Please lay out everything from the start of the listing down to the line containing "(1075, 148)", both included, as a JSON list of strings with one string per line and blank lines left out.

________________________________________

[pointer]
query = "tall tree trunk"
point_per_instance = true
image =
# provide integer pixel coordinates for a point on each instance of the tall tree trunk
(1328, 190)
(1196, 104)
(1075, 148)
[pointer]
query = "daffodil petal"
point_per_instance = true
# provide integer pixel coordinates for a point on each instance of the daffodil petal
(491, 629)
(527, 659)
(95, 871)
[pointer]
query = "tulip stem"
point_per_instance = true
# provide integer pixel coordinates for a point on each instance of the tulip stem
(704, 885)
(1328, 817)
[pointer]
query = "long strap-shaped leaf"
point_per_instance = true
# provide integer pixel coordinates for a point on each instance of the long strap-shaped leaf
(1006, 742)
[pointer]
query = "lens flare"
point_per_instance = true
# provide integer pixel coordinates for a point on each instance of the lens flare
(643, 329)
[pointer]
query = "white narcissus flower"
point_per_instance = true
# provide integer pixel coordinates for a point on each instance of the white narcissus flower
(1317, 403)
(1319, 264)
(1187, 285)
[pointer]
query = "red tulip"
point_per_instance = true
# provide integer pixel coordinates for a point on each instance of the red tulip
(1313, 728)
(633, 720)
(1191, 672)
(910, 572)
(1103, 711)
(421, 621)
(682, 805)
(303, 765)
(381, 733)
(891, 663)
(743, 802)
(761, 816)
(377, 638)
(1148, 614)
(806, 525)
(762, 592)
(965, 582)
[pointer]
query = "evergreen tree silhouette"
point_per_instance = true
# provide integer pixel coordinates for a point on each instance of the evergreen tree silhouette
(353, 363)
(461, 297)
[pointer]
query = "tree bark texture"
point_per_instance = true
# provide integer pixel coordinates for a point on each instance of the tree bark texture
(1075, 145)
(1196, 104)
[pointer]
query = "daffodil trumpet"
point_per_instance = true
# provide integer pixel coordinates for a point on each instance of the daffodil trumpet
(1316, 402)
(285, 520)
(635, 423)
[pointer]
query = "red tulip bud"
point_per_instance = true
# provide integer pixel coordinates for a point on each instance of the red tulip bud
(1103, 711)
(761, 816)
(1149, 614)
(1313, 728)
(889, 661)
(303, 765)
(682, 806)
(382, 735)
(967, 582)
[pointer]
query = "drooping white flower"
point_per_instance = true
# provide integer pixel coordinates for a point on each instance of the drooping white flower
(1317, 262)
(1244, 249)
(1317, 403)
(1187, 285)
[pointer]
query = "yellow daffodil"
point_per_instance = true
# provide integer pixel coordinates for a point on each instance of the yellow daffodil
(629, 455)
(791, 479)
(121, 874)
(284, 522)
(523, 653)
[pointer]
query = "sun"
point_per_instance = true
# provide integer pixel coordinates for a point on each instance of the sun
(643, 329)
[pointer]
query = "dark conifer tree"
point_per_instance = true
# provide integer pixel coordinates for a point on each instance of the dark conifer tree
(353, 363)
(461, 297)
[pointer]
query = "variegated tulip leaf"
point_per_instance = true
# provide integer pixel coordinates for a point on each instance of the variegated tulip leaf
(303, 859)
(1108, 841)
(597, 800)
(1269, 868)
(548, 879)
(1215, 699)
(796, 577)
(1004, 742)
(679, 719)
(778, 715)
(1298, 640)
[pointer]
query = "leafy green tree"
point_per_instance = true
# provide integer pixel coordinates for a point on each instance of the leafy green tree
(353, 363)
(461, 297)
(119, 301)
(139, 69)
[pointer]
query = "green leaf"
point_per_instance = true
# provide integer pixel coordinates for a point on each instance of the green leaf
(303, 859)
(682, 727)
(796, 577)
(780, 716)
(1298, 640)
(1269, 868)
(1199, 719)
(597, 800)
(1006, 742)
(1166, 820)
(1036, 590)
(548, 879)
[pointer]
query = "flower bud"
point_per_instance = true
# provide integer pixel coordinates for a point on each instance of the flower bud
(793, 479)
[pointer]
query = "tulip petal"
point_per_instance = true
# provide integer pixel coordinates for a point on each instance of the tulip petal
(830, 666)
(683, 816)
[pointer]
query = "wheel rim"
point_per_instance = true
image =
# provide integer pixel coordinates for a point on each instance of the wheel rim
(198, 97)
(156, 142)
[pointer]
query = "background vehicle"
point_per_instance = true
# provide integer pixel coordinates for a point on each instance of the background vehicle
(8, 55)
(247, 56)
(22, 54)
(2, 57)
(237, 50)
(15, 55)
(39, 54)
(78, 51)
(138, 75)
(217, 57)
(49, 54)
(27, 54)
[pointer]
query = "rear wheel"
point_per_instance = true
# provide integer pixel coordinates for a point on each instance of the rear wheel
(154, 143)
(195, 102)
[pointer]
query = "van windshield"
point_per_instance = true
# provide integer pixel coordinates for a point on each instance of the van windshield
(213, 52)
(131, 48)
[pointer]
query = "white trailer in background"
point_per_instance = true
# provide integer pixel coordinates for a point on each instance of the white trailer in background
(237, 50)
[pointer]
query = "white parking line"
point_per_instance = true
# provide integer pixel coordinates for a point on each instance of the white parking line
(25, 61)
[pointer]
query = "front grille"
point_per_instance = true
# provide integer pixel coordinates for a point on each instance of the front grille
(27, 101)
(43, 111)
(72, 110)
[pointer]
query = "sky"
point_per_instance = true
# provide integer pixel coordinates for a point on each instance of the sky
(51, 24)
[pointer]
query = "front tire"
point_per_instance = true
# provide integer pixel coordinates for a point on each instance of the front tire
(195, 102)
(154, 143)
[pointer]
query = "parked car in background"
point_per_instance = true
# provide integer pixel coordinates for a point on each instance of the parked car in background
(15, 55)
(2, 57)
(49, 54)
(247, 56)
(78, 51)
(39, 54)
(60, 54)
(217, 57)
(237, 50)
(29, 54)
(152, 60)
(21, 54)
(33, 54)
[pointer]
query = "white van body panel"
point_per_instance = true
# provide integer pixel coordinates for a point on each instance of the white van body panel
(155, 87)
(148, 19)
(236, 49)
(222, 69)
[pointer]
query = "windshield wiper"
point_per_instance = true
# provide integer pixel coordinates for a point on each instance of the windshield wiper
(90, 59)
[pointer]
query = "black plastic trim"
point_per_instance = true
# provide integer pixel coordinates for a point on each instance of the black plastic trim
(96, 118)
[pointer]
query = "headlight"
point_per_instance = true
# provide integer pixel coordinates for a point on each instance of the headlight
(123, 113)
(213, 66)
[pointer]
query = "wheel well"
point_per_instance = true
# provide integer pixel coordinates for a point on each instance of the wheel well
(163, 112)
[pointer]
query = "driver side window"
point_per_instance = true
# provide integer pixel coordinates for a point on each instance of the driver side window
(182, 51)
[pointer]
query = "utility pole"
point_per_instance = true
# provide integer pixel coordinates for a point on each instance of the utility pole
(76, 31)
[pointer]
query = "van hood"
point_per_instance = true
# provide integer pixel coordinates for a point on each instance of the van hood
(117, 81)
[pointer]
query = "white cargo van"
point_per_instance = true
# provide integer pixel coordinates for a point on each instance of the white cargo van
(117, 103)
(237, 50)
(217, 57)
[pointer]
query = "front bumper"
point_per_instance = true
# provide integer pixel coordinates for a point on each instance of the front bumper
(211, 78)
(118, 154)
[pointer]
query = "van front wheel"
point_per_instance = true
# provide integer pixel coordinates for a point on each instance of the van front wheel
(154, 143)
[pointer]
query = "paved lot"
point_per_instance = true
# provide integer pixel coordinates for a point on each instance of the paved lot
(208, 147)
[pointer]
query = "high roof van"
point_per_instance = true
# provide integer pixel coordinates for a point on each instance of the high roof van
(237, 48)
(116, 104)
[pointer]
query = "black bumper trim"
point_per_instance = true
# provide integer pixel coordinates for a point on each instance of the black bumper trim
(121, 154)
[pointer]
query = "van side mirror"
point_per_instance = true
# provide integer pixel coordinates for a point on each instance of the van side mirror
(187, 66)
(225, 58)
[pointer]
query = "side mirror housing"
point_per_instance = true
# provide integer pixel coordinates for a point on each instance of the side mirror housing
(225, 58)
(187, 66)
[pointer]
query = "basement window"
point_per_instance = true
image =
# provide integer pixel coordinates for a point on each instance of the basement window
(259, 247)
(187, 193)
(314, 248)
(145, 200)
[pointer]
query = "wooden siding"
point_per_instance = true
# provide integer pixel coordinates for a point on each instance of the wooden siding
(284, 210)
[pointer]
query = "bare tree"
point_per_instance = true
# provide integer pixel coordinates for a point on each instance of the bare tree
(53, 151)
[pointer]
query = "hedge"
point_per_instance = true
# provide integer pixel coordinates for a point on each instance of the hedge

________________________________________

:: Finished exercise ::
[
  "[pointer]",
  "query = \"tall tree trunk\"",
  "point_per_instance = true",
  "image =",
  "# provide integer pixel coordinates for a point on each instance of the tall tree trunk",
  "(1328, 190)",
  "(1196, 104)",
  "(1075, 148)"
]